Use these when you want partial control without recreating internal discovery logic:

  • discoverAuthStorage(agentDir?)
  • discoverExtensions(cwd?)
  • discoverSkills(cwd?, _agentDir?, settings?)
  • discoverContextFiles(cwd?, _agentDir?)
  • discoverPromptTemplates(cwd?, agentDir?)
  • discoverSlashCommands(cwd?)
  • discoverCustomTSCommands(cwd?, agentDir?)
  • discoverMCPServers(cwd?)
  • buildSystemPrompt(options?)

Subagent-oriented options

For SDK consumers building orchestrators (similar to task executor flow):

  • outputSchema: passes structured output expectation into tool context
  • requireYieldTool: forces yield tool inclusion
  • taskDepth: recursion-depth context for nested task sessions
  • parentTaskPrefix: artifact naming prefix for nested task outputs

These are optional for normal single-agent embedding.

createAgentSession() return value

type CreateAgentSessionResult = {
  session: AgentSession;
  extensionsResult: LoadExtensionsResult;
  setToolUIContext: (uiContext: ExtensionUIContext, hasUI: boolean) => void;
  mcpManager?: MCPManager;
  modelFallbackMessage?: string;
  lspServers?: Array<{
    name: string;
    status: "ready" | "error";
    fileTypes: string[];
    error?: string;
  }>;
  eventBus: EventBus;
};

Use setToolUIContext(...) only if your embedder provides UI capabilities that tools/extensions should call into.

Startup performance

createAgentSession() runs two background optimizations to overlap I/O with the rest of session setup:

  • Model-host preconnect. As soon as the model is resolved, the SDK fires a best-effort fetch.preconnect(model.baseUrl) so DNS + TCP + TLS + HTTP/2 to the provider's host happens in parallel with extension/skill load, tool registry build, and system-prompt assembly. The first real fetch(...) then reuses the warm connection, saving 100–300 ms on transcontinental hops (e.g. residential IP → api.anthropic.com). Implementation lives in preconnectModelHost() in packages/coding-agent/src/sdk.ts. If fetch.preconnect is unavailable (non-Bun runtime) or the call throws, the optimization is silently skipped — never a hard dependency. Applies to every mode (interactive, print, RPC, ACP).

  • Conditional LSP warmup. Startup LSP servers (those returned by discoverStartupLspServers(cwd)) are only warmed when all of these hold:

    • enableLsp !== false on the session options, and
    • options.hasUI === true (interactive TUI), and
    • the lsp.diagnosticsOnWrite setting is enabled.

> **Prompt 1**: Please name every subagent-oriented option listed in the SDK documentation.
> **Prompt 2**: Carry on writing the SDK documentation after its final line, the one about the lsp.diagnosticsOnWrite setting.
The lines that follow have no connection to the SDK documentation above.

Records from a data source
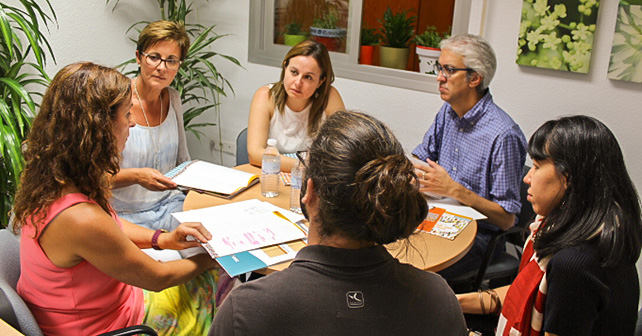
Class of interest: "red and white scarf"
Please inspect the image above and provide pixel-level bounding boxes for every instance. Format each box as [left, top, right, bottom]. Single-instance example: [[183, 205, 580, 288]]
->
[[495, 216, 549, 336]]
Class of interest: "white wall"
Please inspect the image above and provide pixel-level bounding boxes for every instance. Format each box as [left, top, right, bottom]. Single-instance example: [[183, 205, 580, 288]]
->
[[38, 0, 642, 292]]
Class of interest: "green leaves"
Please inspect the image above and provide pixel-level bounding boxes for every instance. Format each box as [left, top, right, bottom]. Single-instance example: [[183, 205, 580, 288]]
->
[[0, 0, 56, 227], [415, 26, 450, 48], [379, 7, 417, 48]]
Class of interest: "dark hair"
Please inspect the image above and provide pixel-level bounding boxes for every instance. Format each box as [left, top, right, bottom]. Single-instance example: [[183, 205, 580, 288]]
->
[[136, 20, 190, 61], [270, 40, 334, 136], [14, 62, 131, 236], [528, 116, 642, 266], [304, 111, 428, 244]]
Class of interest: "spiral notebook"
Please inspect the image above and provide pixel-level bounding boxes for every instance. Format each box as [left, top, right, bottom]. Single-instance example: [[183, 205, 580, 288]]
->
[[165, 160, 259, 199]]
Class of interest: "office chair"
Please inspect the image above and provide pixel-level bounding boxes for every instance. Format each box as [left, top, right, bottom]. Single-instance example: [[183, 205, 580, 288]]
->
[[0, 229, 157, 336], [236, 127, 250, 166], [448, 166, 535, 292], [634, 308, 642, 336]]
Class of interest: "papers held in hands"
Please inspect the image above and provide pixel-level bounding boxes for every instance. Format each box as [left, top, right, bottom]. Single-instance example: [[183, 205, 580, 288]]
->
[[165, 160, 259, 199], [172, 199, 307, 276]]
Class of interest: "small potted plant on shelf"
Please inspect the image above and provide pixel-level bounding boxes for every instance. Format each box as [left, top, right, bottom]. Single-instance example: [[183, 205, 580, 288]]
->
[[379, 7, 417, 70], [415, 26, 450, 75], [310, 10, 346, 51], [359, 28, 381, 65], [283, 21, 308, 46]]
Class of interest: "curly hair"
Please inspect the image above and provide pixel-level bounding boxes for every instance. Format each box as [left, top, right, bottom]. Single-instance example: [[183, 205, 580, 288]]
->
[[302, 111, 428, 244], [14, 62, 131, 236]]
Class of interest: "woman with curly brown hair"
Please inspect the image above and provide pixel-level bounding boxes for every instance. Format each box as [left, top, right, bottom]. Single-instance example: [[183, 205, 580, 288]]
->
[[14, 63, 215, 335], [210, 111, 466, 336]]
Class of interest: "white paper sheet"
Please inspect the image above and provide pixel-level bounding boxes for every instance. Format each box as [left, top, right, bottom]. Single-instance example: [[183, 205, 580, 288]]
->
[[172, 199, 305, 258]]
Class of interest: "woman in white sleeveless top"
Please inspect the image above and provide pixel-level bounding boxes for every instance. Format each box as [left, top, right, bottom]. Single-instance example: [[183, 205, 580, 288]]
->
[[247, 40, 344, 172], [111, 21, 190, 231]]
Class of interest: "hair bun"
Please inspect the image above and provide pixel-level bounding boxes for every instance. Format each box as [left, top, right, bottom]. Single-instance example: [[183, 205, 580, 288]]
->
[[354, 154, 427, 244]]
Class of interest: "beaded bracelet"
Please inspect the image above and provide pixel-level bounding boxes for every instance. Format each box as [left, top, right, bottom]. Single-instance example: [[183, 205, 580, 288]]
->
[[477, 289, 502, 315]]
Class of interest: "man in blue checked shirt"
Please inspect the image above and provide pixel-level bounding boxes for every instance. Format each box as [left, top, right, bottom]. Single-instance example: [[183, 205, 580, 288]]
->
[[412, 35, 526, 280]]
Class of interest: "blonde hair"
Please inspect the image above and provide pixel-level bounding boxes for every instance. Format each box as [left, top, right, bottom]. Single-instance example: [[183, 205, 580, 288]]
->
[[270, 40, 334, 137], [14, 62, 131, 236]]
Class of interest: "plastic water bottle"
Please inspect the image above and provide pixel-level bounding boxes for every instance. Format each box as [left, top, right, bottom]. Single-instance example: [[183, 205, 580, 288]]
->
[[290, 153, 305, 213], [261, 139, 281, 197]]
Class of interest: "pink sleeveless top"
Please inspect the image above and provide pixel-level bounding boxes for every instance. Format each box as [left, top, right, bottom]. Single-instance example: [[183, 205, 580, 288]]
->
[[17, 194, 144, 336]]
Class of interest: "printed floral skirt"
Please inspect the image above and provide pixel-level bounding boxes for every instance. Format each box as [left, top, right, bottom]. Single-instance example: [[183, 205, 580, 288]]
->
[[143, 269, 233, 336]]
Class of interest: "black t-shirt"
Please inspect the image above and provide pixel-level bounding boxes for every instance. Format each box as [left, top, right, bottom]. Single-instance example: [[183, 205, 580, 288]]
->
[[543, 245, 640, 336], [209, 245, 466, 336]]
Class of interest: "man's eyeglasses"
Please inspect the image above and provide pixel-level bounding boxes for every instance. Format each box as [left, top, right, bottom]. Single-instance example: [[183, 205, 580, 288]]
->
[[140, 51, 183, 70], [296, 151, 308, 169], [435, 62, 475, 78]]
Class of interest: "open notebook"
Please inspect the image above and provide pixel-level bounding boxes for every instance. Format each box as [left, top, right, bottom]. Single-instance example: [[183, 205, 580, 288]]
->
[[165, 160, 259, 199]]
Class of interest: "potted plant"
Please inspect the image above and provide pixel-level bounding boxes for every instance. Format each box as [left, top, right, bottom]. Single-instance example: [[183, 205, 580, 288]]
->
[[0, 0, 56, 228], [415, 26, 450, 75], [310, 10, 346, 51], [379, 7, 417, 69], [283, 21, 308, 46], [359, 28, 381, 65]]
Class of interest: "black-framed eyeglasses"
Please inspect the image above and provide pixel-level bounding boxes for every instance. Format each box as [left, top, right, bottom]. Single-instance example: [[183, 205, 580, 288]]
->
[[140, 51, 183, 70], [296, 151, 308, 169], [435, 62, 475, 78]]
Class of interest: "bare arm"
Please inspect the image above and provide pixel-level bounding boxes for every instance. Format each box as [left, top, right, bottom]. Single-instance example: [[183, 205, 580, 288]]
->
[[40, 203, 216, 291], [247, 86, 274, 167], [325, 86, 346, 117], [456, 286, 510, 314], [247, 86, 296, 172], [415, 159, 515, 230], [111, 168, 176, 191]]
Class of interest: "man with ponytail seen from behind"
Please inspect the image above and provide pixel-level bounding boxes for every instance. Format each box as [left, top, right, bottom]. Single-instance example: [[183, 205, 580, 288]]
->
[[210, 111, 466, 336]]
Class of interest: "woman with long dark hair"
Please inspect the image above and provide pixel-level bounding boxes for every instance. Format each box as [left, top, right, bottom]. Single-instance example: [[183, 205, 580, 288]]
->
[[459, 116, 642, 336]]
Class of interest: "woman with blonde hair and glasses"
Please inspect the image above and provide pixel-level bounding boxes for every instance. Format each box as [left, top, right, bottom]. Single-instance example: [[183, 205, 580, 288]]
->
[[247, 40, 344, 172], [111, 21, 190, 230], [14, 63, 216, 336]]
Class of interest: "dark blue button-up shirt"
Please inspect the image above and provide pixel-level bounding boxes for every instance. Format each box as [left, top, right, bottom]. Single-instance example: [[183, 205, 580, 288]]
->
[[412, 92, 526, 231]]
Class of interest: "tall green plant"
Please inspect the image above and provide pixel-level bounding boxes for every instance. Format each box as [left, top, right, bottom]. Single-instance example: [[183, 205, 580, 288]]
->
[[0, 0, 57, 227], [106, 0, 241, 146]]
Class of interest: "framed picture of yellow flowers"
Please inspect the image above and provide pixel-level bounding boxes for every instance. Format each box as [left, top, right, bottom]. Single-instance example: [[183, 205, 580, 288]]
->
[[517, 0, 599, 73], [607, 0, 642, 83]]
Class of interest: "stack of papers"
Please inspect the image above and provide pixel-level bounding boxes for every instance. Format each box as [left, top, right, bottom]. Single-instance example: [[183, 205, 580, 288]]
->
[[172, 199, 307, 276], [417, 198, 486, 240]]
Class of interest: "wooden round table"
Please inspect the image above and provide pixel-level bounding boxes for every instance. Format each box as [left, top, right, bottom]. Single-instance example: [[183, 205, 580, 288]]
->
[[183, 164, 477, 273]]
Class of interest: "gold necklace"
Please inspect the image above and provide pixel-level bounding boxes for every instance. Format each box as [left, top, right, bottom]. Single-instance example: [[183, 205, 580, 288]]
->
[[134, 77, 163, 170]]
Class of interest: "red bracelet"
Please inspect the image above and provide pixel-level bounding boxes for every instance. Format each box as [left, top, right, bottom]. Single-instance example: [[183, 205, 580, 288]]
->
[[152, 229, 167, 250]]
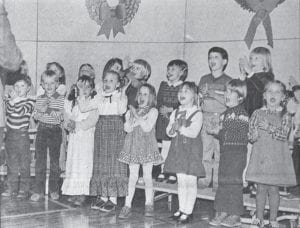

> **Task answer 1**: outputSchema, requireYieldTool, taskDepth, parentTaskPrefix

> **Task answer 2**:
    Print / script / RPC / ACP invocations (hasUI=false) skip the warmup entirely: they don't render the warmup status indicator and typically finish before the language servers would stabilize, so warming them just spends CPU parsing big initialize responses concurrently with the LLM stream consumer and jitters perceived latency. Tools that actually need an LSP server still spin one up on demand through getOrCreateClient() — only the startup warmup is skipped. The returned lspServers field in CreateAgentSessionResult is therefore undefined (not an empty array) whenever the warmup branch was bypassed.

Minimal controlled embed example

import {
  createAgentSession,
  discoverAuthStorage,
  ModelRegistry,
  SessionManager,
  Settings,
} from "@oh-my-pi/pi-coding-agent";

const authStorage = await discoverAuthStorage();
const modelRegistry = new ModelRegistry(authStorage);
await modelRegistry.refresh();

const settings = Settings.isolated({
  "compaction.enabled": true,
  "retry.enabled": true,
});

const { session } = await createAgentSession({
  authStorage,
  modelRegistry,
  settings,
  sessionManager: SessionManager.inMemory(),
  toolNames: ["read", "search", "find", "edit", "write"],
  enableMCP: false,
  enableLsp: true,
});

session.subscribe((event) => {
  if (
    event.type === "message_update" &&
    event.assistantMessageEvent.type === "text_delta"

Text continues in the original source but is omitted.